# EXERCISE PROMPT
Please render every line of the listing below as a numbered list, leaving out any blank lines.

# INFORMATION SHOWN
** Start **
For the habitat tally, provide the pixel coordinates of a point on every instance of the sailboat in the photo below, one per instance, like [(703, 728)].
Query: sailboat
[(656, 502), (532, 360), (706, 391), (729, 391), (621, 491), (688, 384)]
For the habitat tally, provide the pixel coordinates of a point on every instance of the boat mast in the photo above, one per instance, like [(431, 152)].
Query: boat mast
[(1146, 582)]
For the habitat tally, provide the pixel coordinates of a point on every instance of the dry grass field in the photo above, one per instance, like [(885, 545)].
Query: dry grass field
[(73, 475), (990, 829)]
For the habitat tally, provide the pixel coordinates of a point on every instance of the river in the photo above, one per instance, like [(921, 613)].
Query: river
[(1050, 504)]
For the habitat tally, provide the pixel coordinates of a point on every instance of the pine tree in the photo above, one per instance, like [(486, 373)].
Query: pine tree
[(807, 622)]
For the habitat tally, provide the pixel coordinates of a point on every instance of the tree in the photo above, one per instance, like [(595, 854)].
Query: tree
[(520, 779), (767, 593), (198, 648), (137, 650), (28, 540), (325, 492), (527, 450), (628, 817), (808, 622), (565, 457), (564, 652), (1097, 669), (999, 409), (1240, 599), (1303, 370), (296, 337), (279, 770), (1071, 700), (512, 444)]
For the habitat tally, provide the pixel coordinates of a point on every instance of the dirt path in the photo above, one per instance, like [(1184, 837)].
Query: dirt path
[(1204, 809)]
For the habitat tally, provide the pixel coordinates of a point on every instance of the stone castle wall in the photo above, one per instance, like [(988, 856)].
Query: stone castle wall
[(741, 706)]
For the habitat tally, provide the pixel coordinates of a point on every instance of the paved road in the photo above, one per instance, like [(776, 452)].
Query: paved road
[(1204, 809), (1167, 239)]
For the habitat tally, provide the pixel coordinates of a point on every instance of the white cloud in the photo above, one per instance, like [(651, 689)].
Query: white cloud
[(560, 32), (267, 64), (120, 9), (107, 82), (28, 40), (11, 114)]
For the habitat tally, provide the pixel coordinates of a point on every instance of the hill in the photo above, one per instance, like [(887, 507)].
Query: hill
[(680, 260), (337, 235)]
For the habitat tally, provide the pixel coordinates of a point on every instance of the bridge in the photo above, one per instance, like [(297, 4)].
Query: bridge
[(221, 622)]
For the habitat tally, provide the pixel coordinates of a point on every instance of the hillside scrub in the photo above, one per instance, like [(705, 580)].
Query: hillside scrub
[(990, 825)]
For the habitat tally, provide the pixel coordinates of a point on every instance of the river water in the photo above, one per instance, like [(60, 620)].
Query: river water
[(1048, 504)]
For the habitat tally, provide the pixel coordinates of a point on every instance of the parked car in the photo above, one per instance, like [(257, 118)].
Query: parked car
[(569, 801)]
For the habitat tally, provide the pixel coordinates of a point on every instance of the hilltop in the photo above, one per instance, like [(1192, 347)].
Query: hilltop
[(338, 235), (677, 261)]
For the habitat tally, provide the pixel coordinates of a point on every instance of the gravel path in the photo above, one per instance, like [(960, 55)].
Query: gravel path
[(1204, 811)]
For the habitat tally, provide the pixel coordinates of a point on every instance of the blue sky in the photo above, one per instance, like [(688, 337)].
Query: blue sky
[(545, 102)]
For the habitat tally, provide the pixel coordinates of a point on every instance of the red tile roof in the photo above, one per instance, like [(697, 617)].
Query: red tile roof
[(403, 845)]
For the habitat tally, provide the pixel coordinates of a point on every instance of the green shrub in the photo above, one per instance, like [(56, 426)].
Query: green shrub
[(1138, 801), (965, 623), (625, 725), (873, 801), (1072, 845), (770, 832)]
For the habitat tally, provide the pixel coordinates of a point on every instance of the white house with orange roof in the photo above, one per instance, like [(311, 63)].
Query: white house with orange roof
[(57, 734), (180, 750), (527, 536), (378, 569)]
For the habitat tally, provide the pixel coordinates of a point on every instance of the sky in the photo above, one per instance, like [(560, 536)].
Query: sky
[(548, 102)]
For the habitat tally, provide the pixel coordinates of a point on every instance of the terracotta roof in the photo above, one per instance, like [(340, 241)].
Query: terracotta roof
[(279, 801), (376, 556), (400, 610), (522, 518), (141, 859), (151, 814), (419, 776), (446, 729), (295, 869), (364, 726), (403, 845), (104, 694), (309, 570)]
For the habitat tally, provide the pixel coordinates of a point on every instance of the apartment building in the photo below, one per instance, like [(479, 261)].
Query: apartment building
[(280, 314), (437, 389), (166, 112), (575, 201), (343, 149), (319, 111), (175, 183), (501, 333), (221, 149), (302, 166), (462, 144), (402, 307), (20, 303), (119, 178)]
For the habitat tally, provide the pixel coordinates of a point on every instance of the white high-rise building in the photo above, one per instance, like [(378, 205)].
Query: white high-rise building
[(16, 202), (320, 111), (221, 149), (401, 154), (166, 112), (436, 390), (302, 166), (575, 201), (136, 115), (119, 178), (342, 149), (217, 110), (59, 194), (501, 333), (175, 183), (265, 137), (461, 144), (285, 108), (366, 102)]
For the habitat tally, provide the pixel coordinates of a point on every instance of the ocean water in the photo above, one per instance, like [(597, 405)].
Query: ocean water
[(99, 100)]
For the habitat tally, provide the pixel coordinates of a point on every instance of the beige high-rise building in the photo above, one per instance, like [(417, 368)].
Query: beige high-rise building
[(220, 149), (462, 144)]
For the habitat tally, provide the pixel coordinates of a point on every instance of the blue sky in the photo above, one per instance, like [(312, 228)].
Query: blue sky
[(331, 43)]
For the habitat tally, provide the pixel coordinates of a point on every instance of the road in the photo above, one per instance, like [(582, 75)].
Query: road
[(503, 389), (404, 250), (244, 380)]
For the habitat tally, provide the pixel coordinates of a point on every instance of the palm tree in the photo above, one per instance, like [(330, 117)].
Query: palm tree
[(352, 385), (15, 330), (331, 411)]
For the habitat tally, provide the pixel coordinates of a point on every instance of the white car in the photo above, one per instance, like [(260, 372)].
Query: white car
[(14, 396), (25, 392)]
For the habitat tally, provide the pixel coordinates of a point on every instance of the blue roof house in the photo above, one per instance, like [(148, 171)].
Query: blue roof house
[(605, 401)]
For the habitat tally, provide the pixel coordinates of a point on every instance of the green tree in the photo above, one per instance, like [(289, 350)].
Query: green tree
** End **
# ANSWER
1. For the habitat tally, provide the pixel coordinates of a point on every instance of the sailboat in the photo below, one per instance, like [(703, 728)].
2. Query: sailboat
3. [(656, 502), (532, 360), (706, 391), (729, 391), (621, 491), (688, 384)]
4. For the habitat tally, provide the pixel coordinates of a point on every instance of the boat mast in the photo above, one per instance, like [(431, 152)].
5. Query: boat mast
6. [(1146, 582)]
7. For the habitat tally, provide the pixel coordinates of a point on every instance of the dry grass field in the photo above, one per instance, like [(885, 545)].
8. Query: dry grass field
9. [(73, 475), (990, 829)]
10. For the habitat tally, provide the pixel coordinates of a point on every instance of the river in the photo above, one per instance, like [(921, 613)].
11. Query: river
12. [(1050, 504)]
13. For the habitat tally, provide the pixel coordinates of a point on every instance of the pine tree in the photo above, one per instance, like [(486, 373)].
14. Query: pine tree
15. [(807, 622)]
16. For the habitat tally, provide the pixel coordinates of a point on every instance of the tree in the photo above, one per instance, like [(595, 854)].
17. Query: tree
18. [(520, 779), (767, 593), (198, 648), (137, 650), (28, 540), (325, 492), (527, 450), (628, 817), (808, 622), (565, 457), (564, 652), (1097, 669), (999, 409), (1240, 599), (1303, 370), (296, 337), (279, 770), (1071, 700), (512, 444)]
19. For the habitat tally, provide the pixel coordinates of a point on every instance of the dirt path in the photo above, one per instance, like [(1184, 837)].
20. Query: dirt path
21. [(1204, 809)]
22. For the habitat tally, provide the pixel coordinates of a point on every instance of the stone castle wall in the photo above, one per instance, like [(988, 856)].
23. Query: stone castle wall
24. [(741, 706)]
25. For the habitat tally, provide the pixel coordinates of a point on every instance of the paved road in the photo above, one per instance, like [(776, 452)].
26. Query: paved road
27. [(1204, 809), (1167, 239)]
28. For the habitat tally, provide the pixel coordinates of a point on every instance of the white cloud in the photo above, one per instance, like [(651, 689)].
29. Query: white cloud
30. [(560, 32), (267, 64), (120, 9), (107, 82), (28, 40), (11, 114)]
31. For the habitat tally, provide the pixel coordinates of a point on every instance of the hill in the photo above, one per instance, like [(887, 507)].
32. Query: hill
33. [(680, 260), (337, 235)]
34. For the habitat tally, provide the pixel coordinates of a point on every instance of the bridge in the photo above, one per instance, like [(297, 4)].
35. Query: bridge
36. [(221, 622)]
37. For the habitat tally, provide the pixel coordinates of a point on every instance of the hillside scrub in the photo above, one per instance, like [(705, 580)].
38. Query: hillside scrub
39. [(990, 825)]
40. For the habitat tally, provide the pixel coordinates of a point on every instance of the river water in the photo above, one per instance, like [(60, 620)].
41. Query: river water
42. [(1048, 504)]
43. For the habitat tally, provide the pixel coordinates of a point on every instance of the parked car in the photo above, one per instance, like [(257, 118)].
44. Query: parked car
45. [(569, 801)]
46. For the habitat tally, provide the pixel coordinates of a point on every instance of the hilltop in the photo above, one per instance, like [(1192, 347)].
47. Query: hilltop
48. [(338, 235), (677, 261)]
49. For the habitat tally, provide the pixel coordinates of a point on every instance of the gravel path in the photo above, one per instance, like [(960, 55)].
50. Query: gravel path
51. [(1204, 811)]
52. For the habitat tally, provide the pixel coordinates of a point on every instance of the blue sky in the photo above, one per instance, like [(688, 337)].
53. Query: blue sky
54. [(545, 102)]
55. For the habitat tally, provide the pixel coordinates of a point on every instance of the red tile roof in the photo above, one per instance, like [(697, 617)].
56. Query: red tile roof
57. [(403, 845)]
58. For the habitat tally, provide the pixel coordinates of a point on every instance of the green shrub in the photo above, one per instance, like [(56, 426)].
59. Query: green shrub
60. [(1138, 801), (965, 623), (625, 725), (873, 801), (1072, 845), (770, 832)]
61. For the habitat tally, provide the pixel coordinates of a point on every instance of the white house with orange roof in the photo above, one per instance, like [(311, 63)].
62. Query: white house with orange roof
63. [(57, 734), (180, 750), (527, 536), (378, 569)]
64. For the habitat tally, provide the pixel coordinates of a point on every instance of the sky in the photo above, one per instance, like [(560, 536)].
65. Query: sky
66. [(548, 102)]
67. For the habitat tally, provide the pixel coordinates of a point on every instance of the terracotta roof in the photo above, one per instance, like [(340, 241)].
68. Query: terracotta roof
69. [(279, 801), (376, 556), (400, 610), (522, 518), (141, 859), (151, 814), (419, 776), (446, 729), (295, 869), (364, 726), (403, 845), (104, 694), (309, 570)]
70. For the habitat tally, provide the pixel coordinates of a point on every instance of the apartment building in the photo below, one per instance, like [(479, 261)].
71. Query: apartment building
72. [(280, 314), (437, 389), (166, 112), (575, 201), (343, 149), (319, 111), (175, 183), (501, 333), (221, 149), (302, 166), (462, 144), (402, 307), (20, 303), (119, 178)]
73. For the habitat tally, provide the pixel coordinates of a point on every instance of the white high-rise building in the photo above, one per instance, like [(378, 205)].
74. Query: white high-rise building
75. [(16, 202), (320, 111), (221, 149), (401, 154), (166, 112), (436, 390), (302, 166), (575, 201), (136, 115), (119, 178), (342, 149), (217, 110), (59, 194), (501, 333), (175, 183), (265, 137), (461, 144), (285, 108), (366, 102)]
76. For the habitat tally, provide the pixel coordinates of a point on every instance of the ocean water in the photo above, one per instance, like [(597, 405)].
77. Query: ocean water
78. [(99, 100)]
79. For the habitat tally, provide the pixel coordinates of a point on every instance of the beige high-rise building in the photo above, one per instance, like [(417, 368)].
80. Query: beige high-rise building
81. [(220, 149), (462, 144)]
82. For the habitat tally, provide the pixel coordinates of a point on every instance of the blue sky in the photo above, one per instance, like [(312, 228)].
83. Query: blue sky
84. [(331, 43)]
85. For the habitat tally, provide the pixel coordinates of a point on every instance of the road in the photo above, one per instance, like [(582, 75)].
86. Query: road
87. [(503, 389), (404, 250), (244, 380)]
88. For the habitat tally, provide the pixel coordinates of a point on every instance of the palm tree in the photo above, one per instance, like [(330, 117)].
89. Query: palm tree
90. [(352, 385), (15, 330), (331, 411)]
91. For the habitat tally, provide the pixel coordinates of a point on every instance of the white car in the photo above, one per instance, like [(260, 372)].
92. Query: white car
93. [(14, 396), (25, 392)]
94. For the habitat tally, provide the pixel coordinates of a point on every instance of the blue roof house in the photo above, one per instance, like [(148, 171)].
95. Query: blue roof house
96. [(605, 401)]
97. For the habitat tally, provide the pixel coordinates of a point on every instance of the green tree in the photo above, one per instance, like [(289, 350)].
98. Query: green tree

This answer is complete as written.